Brief A: In the news report on Saito's arrest, what led deputies to arrest him in Stockton?
Brief B: Reproduce the part of the news report on Saito's arrest that starts at the words "Many have questioned" and ends after the words "when he escaped.".

Document excerpt:
STOCKTON — San Joaquin County sheriff’s deputies arrested Randall Toshio Saito, an escapee from the Hawaii State Hospital, at approximately 10:30 a.m. on Nov. 15.
Saito, 59, was acquitted of the 1979 murder of Sandra Yamashiro based on mental disease or disorder and committed to the state hospital, located in Kaneohe on Oahu.
The arrest, made in the area of Highway 99 and Waterloo Road in Stockton, was made as a result of a tip from an alert taxi driver.
According to the Honolulu Police Department, Saito, 59, escaped from the Hawaii State Hospital on Nov. 12 at approximately 9 a.m. Somehow he was able to take a plane to Maui, and flew to San Jose from there.
Many have questioned the delay in reporting Saito missing. Hospital staff called 911 shortly after 7:30 p.m., two hours after he landed in San Jose via Hawaiian Airlines.
Surveillance video from the cab that Saito hailed at Kaneohe Community Park show him with a backpack stuffed with supplies, including a cell phone and a charger. Video from the hospital shows that he did not have the backpack when he escaped.

Records:
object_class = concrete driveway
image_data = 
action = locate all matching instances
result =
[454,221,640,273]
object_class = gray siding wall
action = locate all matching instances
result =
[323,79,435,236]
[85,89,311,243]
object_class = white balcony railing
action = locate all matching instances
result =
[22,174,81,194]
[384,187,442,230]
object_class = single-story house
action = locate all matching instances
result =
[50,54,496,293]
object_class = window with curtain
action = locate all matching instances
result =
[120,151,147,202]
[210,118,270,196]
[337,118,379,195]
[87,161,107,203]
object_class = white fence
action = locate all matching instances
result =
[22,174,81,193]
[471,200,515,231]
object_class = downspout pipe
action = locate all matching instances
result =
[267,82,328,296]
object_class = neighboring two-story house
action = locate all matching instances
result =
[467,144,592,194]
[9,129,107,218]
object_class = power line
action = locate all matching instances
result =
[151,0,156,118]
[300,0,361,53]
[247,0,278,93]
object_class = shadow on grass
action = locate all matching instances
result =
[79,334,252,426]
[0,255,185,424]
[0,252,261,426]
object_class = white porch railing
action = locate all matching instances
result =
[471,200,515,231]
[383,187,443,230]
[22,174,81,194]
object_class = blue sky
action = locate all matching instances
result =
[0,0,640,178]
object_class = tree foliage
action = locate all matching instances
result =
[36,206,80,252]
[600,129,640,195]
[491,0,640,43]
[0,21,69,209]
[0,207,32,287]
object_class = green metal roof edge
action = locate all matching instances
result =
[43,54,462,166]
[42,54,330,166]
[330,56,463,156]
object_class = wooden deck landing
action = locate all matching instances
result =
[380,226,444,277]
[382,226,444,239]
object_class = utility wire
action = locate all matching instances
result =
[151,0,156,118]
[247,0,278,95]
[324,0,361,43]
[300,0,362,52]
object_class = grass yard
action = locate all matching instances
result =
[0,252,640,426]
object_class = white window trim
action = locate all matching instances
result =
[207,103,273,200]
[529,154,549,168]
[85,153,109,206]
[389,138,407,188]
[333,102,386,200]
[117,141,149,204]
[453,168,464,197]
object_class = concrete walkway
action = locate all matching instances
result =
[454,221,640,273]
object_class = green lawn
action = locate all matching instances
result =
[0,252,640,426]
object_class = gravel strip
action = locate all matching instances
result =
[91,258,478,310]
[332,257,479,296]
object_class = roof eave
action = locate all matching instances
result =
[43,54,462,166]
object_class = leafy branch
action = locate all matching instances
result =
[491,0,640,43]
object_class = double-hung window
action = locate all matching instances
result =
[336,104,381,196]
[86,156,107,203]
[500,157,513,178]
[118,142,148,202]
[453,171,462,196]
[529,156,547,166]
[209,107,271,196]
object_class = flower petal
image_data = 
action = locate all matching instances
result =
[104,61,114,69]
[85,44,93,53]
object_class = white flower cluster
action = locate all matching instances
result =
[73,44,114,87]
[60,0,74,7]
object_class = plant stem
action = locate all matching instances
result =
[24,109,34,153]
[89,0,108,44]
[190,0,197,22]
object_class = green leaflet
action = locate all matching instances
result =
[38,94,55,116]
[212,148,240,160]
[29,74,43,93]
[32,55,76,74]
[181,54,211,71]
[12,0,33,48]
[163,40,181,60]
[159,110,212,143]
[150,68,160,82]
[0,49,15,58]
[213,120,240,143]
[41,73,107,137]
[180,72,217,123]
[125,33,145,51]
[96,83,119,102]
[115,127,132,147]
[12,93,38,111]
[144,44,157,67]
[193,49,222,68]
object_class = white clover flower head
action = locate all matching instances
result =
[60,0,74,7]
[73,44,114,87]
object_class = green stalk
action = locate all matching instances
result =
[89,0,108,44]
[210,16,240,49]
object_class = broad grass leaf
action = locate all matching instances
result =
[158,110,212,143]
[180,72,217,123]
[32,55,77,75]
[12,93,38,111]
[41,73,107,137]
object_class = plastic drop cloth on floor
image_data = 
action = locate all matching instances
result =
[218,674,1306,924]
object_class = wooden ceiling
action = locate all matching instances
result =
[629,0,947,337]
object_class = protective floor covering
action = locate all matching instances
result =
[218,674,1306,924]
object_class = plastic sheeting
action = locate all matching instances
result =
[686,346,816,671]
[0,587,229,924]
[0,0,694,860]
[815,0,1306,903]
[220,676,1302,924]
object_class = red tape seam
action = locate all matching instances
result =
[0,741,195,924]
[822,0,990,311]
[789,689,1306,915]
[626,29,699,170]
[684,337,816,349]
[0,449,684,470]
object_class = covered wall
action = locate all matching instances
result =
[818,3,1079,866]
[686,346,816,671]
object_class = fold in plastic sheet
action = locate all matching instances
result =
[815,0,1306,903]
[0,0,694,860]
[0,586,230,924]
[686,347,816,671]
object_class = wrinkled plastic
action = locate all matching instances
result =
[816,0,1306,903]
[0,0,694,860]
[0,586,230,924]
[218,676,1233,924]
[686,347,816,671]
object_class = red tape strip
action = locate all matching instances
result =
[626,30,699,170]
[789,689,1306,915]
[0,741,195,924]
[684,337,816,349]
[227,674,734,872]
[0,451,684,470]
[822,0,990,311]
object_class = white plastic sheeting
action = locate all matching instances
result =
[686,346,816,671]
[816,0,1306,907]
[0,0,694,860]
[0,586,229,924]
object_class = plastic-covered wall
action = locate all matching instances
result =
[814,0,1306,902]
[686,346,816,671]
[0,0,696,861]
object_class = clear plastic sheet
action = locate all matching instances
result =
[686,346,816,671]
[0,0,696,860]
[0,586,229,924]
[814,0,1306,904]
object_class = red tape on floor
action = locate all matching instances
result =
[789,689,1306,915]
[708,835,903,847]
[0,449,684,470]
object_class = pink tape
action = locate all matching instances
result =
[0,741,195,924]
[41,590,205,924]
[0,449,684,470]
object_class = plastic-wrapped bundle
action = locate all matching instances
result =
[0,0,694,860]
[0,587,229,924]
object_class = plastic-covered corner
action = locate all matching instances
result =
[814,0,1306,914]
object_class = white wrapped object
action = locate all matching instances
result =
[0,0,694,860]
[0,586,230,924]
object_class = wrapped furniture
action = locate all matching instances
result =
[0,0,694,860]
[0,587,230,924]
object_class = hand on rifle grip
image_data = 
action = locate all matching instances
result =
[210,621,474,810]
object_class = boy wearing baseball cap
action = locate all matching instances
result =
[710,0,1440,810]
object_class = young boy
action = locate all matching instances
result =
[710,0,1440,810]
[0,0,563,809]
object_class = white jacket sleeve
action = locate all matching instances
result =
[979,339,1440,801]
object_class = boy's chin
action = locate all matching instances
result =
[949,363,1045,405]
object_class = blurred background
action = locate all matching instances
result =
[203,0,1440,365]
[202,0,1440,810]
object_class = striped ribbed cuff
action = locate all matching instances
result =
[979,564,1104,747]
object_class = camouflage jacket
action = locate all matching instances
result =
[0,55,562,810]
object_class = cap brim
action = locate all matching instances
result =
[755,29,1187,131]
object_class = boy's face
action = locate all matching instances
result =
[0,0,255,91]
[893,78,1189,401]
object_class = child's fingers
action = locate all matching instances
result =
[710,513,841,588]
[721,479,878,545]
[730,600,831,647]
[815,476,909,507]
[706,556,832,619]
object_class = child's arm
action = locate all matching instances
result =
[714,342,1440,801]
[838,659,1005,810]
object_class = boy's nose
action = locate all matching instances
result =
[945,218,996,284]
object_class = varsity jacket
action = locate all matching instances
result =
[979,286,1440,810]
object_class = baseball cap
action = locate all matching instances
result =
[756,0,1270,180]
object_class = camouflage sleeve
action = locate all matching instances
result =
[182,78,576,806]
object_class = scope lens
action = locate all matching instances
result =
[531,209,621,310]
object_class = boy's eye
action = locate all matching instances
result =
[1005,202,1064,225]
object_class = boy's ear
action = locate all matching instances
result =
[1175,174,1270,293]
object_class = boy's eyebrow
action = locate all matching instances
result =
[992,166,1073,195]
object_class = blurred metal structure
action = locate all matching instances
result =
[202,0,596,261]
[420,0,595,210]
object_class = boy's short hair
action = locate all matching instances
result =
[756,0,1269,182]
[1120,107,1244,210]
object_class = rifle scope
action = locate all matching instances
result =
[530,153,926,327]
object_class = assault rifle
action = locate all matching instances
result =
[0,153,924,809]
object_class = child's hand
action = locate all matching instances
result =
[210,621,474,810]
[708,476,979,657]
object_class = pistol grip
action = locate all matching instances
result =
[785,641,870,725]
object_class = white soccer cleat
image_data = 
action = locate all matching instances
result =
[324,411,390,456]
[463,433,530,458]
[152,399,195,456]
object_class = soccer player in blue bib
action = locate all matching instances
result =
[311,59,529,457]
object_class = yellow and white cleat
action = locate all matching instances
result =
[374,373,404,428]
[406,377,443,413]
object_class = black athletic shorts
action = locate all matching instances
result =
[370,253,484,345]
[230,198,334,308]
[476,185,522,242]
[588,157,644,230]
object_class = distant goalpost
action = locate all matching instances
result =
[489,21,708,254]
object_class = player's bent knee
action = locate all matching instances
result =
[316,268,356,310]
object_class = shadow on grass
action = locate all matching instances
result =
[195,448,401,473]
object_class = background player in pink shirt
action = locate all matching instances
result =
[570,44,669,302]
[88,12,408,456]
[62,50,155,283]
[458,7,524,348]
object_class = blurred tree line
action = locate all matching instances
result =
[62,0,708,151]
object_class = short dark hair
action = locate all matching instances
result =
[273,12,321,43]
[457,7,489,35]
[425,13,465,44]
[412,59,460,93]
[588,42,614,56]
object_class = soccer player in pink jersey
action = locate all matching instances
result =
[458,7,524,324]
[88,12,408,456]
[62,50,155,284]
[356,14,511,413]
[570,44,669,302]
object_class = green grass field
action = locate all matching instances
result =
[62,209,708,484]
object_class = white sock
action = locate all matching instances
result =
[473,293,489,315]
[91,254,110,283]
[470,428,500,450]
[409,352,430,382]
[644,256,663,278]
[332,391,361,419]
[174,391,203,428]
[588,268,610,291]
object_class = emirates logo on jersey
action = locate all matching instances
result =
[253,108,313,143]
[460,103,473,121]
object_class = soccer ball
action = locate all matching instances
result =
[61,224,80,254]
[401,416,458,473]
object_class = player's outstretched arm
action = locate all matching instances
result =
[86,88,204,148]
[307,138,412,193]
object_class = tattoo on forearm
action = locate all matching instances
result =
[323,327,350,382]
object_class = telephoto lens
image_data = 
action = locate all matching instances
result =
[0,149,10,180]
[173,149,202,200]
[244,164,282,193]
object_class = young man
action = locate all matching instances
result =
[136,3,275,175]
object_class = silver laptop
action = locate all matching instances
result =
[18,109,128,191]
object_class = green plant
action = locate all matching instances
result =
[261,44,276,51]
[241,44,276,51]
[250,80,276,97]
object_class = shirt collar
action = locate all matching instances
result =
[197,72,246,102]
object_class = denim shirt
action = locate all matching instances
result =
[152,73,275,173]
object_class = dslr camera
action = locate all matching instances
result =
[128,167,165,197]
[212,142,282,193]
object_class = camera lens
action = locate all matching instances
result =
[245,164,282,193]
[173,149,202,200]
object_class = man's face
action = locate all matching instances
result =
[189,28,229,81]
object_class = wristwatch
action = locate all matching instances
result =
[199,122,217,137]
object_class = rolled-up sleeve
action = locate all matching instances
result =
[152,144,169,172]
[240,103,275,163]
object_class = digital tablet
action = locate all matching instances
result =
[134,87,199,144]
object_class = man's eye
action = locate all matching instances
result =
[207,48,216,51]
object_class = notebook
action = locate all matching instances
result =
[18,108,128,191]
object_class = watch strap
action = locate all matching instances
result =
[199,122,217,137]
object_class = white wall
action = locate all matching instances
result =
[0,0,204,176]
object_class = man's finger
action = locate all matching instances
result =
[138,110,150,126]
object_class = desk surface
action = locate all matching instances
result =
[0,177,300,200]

Answer section A: A tip from an alert taxi driver.

Answer section B:
Many have questioned the delay in reporting Saito missing. Hospital staff called 911 shortly after 7:30 p.m., two hours after he landed in San Jose via Hawaiian Airlines.
Surveillance video from the cab that Saito hailed at Kaneohe Community Park show him with a backpack stuffed with supplies, including a cell phone and a charger. Video from the hospital shows that he did not have the backpack when he escaped.